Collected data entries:

┏━━

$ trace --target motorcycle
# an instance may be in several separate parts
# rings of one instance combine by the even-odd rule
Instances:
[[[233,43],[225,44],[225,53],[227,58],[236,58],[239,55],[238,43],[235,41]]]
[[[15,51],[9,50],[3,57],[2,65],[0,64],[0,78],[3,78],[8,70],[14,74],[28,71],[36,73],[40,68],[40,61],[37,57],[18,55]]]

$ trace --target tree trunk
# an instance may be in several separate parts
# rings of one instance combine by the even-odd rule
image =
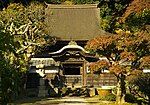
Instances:
[[[125,75],[119,74],[117,80],[118,82],[117,82],[116,102],[118,105],[121,105],[125,102],[125,94],[126,94]]]
[[[150,96],[148,96],[148,105],[150,105]]]

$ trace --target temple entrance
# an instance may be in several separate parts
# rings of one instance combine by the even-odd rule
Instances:
[[[82,63],[63,64],[63,75],[67,86],[82,86]]]
[[[81,75],[80,66],[68,65],[64,67],[63,75]]]

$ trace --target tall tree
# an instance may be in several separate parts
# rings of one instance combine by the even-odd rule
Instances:
[[[121,28],[119,18],[123,15],[132,0],[100,0],[100,27],[111,33],[115,33],[117,28]]]
[[[44,8],[39,3],[31,3],[27,7],[21,4],[11,4],[7,9],[0,11],[0,25],[2,27],[0,29],[2,33],[0,34],[0,51],[2,52],[0,58],[4,59],[1,64],[5,64],[1,66],[3,67],[1,68],[1,77],[4,77],[1,79],[2,83],[5,83],[5,79],[10,84],[21,83],[21,74],[26,73],[28,70],[28,63],[31,56],[47,44],[53,44],[54,38],[47,35],[47,31],[45,30]],[[7,65],[10,67],[6,67]],[[19,77],[19,82],[12,81],[14,75]],[[5,90],[3,93],[13,90],[11,85],[2,84],[2,86],[2,89]],[[18,88],[20,88],[19,85]],[[13,91],[15,93],[18,90]],[[5,98],[2,98],[3,102],[7,103],[5,101],[8,98],[7,95],[3,95],[5,96]]]
[[[145,25],[150,25],[150,1],[132,0],[119,22],[125,30],[134,33],[140,31]]]
[[[14,37],[13,53],[5,54],[6,58],[12,58],[12,64],[17,64],[14,61],[19,59],[18,66],[22,64],[26,68],[29,58],[40,50],[38,48],[53,43],[53,38],[47,35],[44,18],[44,6],[39,3],[32,3],[27,7],[21,4],[11,4],[0,12],[4,31]]]
[[[126,8],[125,12],[122,15],[122,21],[125,22],[126,19],[128,19],[130,15],[135,14],[135,13],[140,14],[145,9],[150,9],[149,0],[132,0],[132,2]]]
[[[6,53],[13,52],[13,37],[0,25],[0,102],[6,105],[10,101],[12,94],[18,88],[18,73],[10,65],[10,59],[5,58]]]
[[[150,24],[149,0],[100,0],[99,7],[105,31],[115,33],[119,28],[135,33]]]
[[[92,63],[91,70],[108,69],[117,77],[117,102],[124,103],[126,77],[143,69],[144,57],[150,58],[150,35],[116,31],[118,35],[99,36],[87,43],[86,49],[104,60]]]

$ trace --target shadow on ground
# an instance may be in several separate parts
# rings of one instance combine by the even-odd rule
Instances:
[[[16,100],[14,103],[15,104],[24,104],[24,103],[37,103],[37,102],[45,102],[45,101],[50,101],[50,100],[59,100],[59,97],[55,97],[55,98],[38,98],[38,97],[26,97],[26,98],[22,98],[22,99],[18,99]]]
[[[24,98],[15,101],[11,105],[94,105],[97,103],[97,101],[88,102],[86,101],[87,98],[83,97],[54,97],[54,98]]]

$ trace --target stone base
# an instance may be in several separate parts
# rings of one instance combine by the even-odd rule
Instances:
[[[38,96],[38,88],[28,88],[26,90],[26,94],[28,97],[37,97]]]
[[[47,93],[48,92],[46,91],[45,86],[39,86],[38,97],[45,97]]]
[[[89,97],[95,96],[95,88],[88,88],[87,93]]]
[[[39,90],[38,97],[45,97],[47,93],[48,92],[46,90]]]
[[[45,90],[45,89],[46,89],[46,86],[39,86],[38,89],[39,89],[39,90]]]

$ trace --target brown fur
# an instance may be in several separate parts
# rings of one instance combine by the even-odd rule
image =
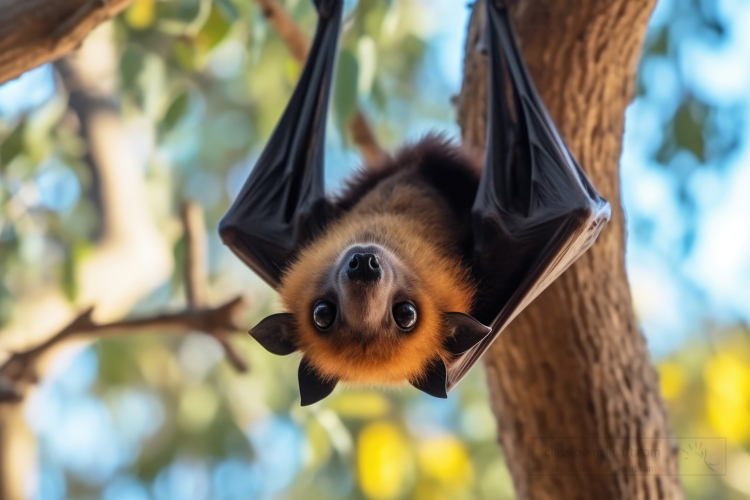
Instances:
[[[466,261],[477,182],[474,164],[434,137],[350,182],[338,201],[343,215],[300,252],[279,290],[296,319],[297,346],[324,377],[396,384],[419,378],[435,356],[449,356],[442,315],[469,313],[474,300]],[[353,244],[379,245],[408,270],[399,279],[408,291],[404,298],[417,306],[414,330],[384,327],[362,335],[355,331],[357,325],[345,325],[335,334],[316,329],[313,306],[332,266]]]

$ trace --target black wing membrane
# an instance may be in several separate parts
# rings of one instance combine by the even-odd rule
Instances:
[[[237,199],[221,239],[271,287],[295,249],[325,226],[324,143],[343,2],[314,0],[318,26],[297,87]]]
[[[504,2],[485,6],[490,92],[485,165],[472,210],[473,265],[481,277],[472,316],[492,332],[448,363],[448,390],[594,243],[611,211],[539,98]]]

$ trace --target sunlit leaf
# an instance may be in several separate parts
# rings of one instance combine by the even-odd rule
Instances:
[[[378,65],[378,53],[375,42],[369,36],[362,37],[357,42],[357,58],[360,63],[357,91],[366,96],[372,89]]]
[[[133,0],[125,13],[125,20],[133,29],[143,30],[154,23],[156,0]]]
[[[221,10],[213,6],[206,23],[195,37],[195,45],[204,52],[216,47],[229,33],[232,25],[222,14]]]
[[[364,18],[365,33],[371,36],[380,34],[389,3],[380,0],[361,0],[359,2],[357,10],[362,12],[360,15]]]
[[[178,40],[172,49],[175,61],[186,70],[195,69],[195,50],[184,40]]]
[[[299,75],[302,73],[302,65],[295,59],[287,59],[284,61],[284,72],[286,78],[290,83],[295,84],[299,80]]]
[[[65,255],[62,265],[61,287],[68,300],[74,302],[78,296],[78,268],[91,255],[92,248],[86,242],[74,243]]]

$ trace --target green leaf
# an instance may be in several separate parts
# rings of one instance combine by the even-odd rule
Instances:
[[[388,96],[386,95],[383,83],[379,78],[375,78],[372,83],[372,89],[370,90],[370,98],[379,111],[384,111],[388,104]]]
[[[333,103],[336,122],[344,133],[346,124],[357,109],[357,80],[359,78],[359,63],[348,49],[339,55],[336,85],[334,87]]]
[[[138,75],[143,67],[143,58],[138,51],[127,49],[120,59],[120,78],[122,86],[134,89],[138,86]]]
[[[227,36],[231,27],[232,25],[222,15],[221,10],[215,5],[212,6],[211,14],[195,37],[196,46],[204,52],[210,51]]]
[[[75,302],[78,297],[78,267],[91,254],[91,247],[83,241],[71,245],[62,263],[61,286],[65,297]]]
[[[185,235],[182,235],[172,246],[172,256],[174,257],[174,268],[184,269],[185,260],[187,259],[187,243],[185,242]],[[172,273],[170,280],[172,291],[177,292],[184,285],[182,280],[182,273]]]
[[[706,161],[706,141],[703,122],[706,106],[695,99],[686,99],[674,117],[674,138],[678,147],[691,151],[701,163]]]
[[[237,6],[232,0],[215,0],[219,10],[224,15],[224,18],[230,22],[235,22],[240,17],[240,12],[237,10]]]
[[[26,131],[26,122],[19,123],[15,130],[5,138],[0,146],[0,170],[8,165],[24,148],[24,132]]]
[[[172,104],[169,105],[167,112],[164,114],[162,120],[162,127],[165,132],[169,132],[174,128],[175,125],[185,116],[190,104],[190,96],[187,92],[183,92],[178,95]]]
[[[669,32],[663,28],[646,51],[651,55],[666,56],[669,53]]]
[[[193,50],[193,47],[184,40],[178,40],[174,44],[172,56],[177,64],[183,69],[188,71],[195,69],[195,51]]]

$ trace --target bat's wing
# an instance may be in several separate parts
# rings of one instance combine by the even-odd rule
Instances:
[[[487,153],[474,202],[479,300],[492,332],[448,363],[452,389],[500,332],[594,242],[610,206],[549,117],[516,46],[508,12],[487,0]]]
[[[331,216],[323,148],[341,0],[314,0],[318,27],[310,56],[276,130],[219,224],[224,243],[276,288],[295,249]]]

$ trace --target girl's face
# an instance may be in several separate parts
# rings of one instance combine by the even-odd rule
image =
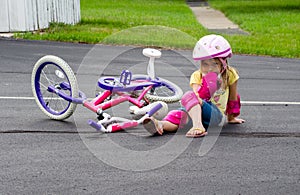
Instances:
[[[222,62],[218,58],[202,60],[200,69],[201,72],[207,74],[209,72],[220,73],[222,68]]]

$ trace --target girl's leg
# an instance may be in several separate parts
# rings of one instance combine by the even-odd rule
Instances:
[[[175,125],[169,121],[159,121],[153,117],[145,119],[143,121],[143,125],[149,133],[158,133],[159,135],[162,135],[164,131],[174,132],[178,129],[178,125]]]
[[[178,125],[175,125],[169,121],[160,121],[164,131],[174,132],[177,131]]]
[[[189,111],[189,115],[192,119],[193,127],[186,133],[186,136],[187,137],[205,136],[207,133],[202,124],[202,108],[200,104],[193,106]]]
[[[200,104],[197,104],[194,107],[192,107],[188,113],[193,121],[192,128],[205,129],[202,124],[202,108],[201,108]]]
[[[200,104],[197,104],[193,106],[189,110],[189,115],[192,120],[193,126],[192,128],[187,132],[187,137],[202,137],[205,136],[207,133],[205,131],[205,128],[202,124],[202,108]],[[184,123],[187,123],[188,121],[186,119],[183,120]],[[143,121],[143,125],[145,129],[150,132],[151,134],[158,133],[160,135],[163,134],[164,131],[167,132],[174,132],[177,131],[179,128],[178,124],[174,124],[170,121],[163,120],[158,121],[153,117],[150,117],[148,119],[145,119]]]
[[[187,137],[201,137],[206,135],[202,124],[202,108],[204,101],[199,99],[193,91],[186,92],[181,98],[181,104],[184,106],[191,117],[193,127],[187,132]],[[150,133],[163,134],[163,131],[176,131],[179,127],[187,123],[187,114],[184,111],[173,110],[168,113],[164,121],[157,121],[154,118],[148,118],[143,121],[143,125]]]

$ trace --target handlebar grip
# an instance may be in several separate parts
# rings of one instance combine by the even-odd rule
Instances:
[[[152,116],[155,112],[157,112],[159,109],[161,109],[162,108],[162,104],[161,103],[159,103],[159,104],[157,104],[156,106],[154,106],[147,114],[149,115],[149,116]]]
[[[96,123],[95,121],[93,121],[91,119],[88,120],[88,124],[91,127],[94,127],[97,131],[105,132],[104,129],[102,128],[102,125],[99,125],[98,123]]]

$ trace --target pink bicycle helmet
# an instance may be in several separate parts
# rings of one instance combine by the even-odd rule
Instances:
[[[232,51],[228,41],[220,35],[206,35],[195,45],[193,51],[194,60],[206,60],[220,58],[225,60],[232,56]]]

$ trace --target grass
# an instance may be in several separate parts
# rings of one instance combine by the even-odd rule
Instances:
[[[209,0],[250,35],[226,35],[234,53],[300,57],[299,0]],[[25,39],[192,49],[208,34],[184,0],[81,0],[81,22]]]
[[[300,57],[299,0],[210,0],[250,36],[226,36],[235,52]]]
[[[174,41],[176,40],[176,41]],[[158,25],[132,27],[105,38],[105,44],[145,45],[161,48],[192,48],[197,39],[176,28]]]
[[[191,48],[207,31],[183,0],[81,0],[81,22],[51,24],[25,39]]]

┗━━

## Exercise description
Using the records above, select and copy every line that has the word "girl".

## Written solution
$ trace --target girl's face
$ trace --target girl's leg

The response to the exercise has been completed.